#### [What is expected]
Rewrite the lines starting at the line that contains "</instance>" and ending with the line that contains "positive clicks: (854, 22)", putting "coarse mask" in place of "rough mask" and keeping everything else the same.

**** Exercise data ****

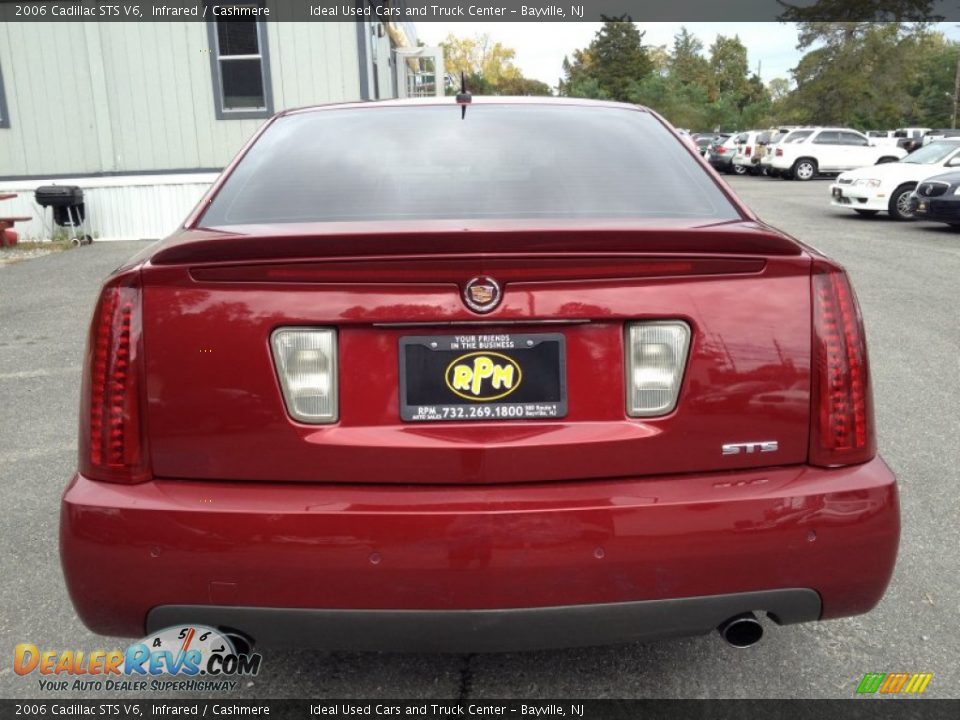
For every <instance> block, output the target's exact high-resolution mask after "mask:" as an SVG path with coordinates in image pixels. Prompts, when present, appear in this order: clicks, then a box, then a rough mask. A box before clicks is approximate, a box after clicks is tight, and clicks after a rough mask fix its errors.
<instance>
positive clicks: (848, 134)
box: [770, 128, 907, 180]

****
**** Exercise data ****

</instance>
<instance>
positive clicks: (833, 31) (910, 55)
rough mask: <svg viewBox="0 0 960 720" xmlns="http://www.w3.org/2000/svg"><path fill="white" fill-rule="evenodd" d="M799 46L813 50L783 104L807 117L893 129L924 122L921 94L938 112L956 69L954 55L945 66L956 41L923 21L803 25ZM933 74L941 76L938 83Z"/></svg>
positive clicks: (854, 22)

****

#### [Answer to this exercise]
</instance>
<instance>
positive clicks: (833, 31) (910, 55)
coarse mask: <svg viewBox="0 0 960 720" xmlns="http://www.w3.org/2000/svg"><path fill="white" fill-rule="evenodd" d="M799 46L813 50L783 104L807 117L893 129L924 122L921 94L938 112L956 69L954 55L945 66L956 41L923 21L803 25ZM933 74L941 76L938 83Z"/></svg>
positive clicks: (854, 22)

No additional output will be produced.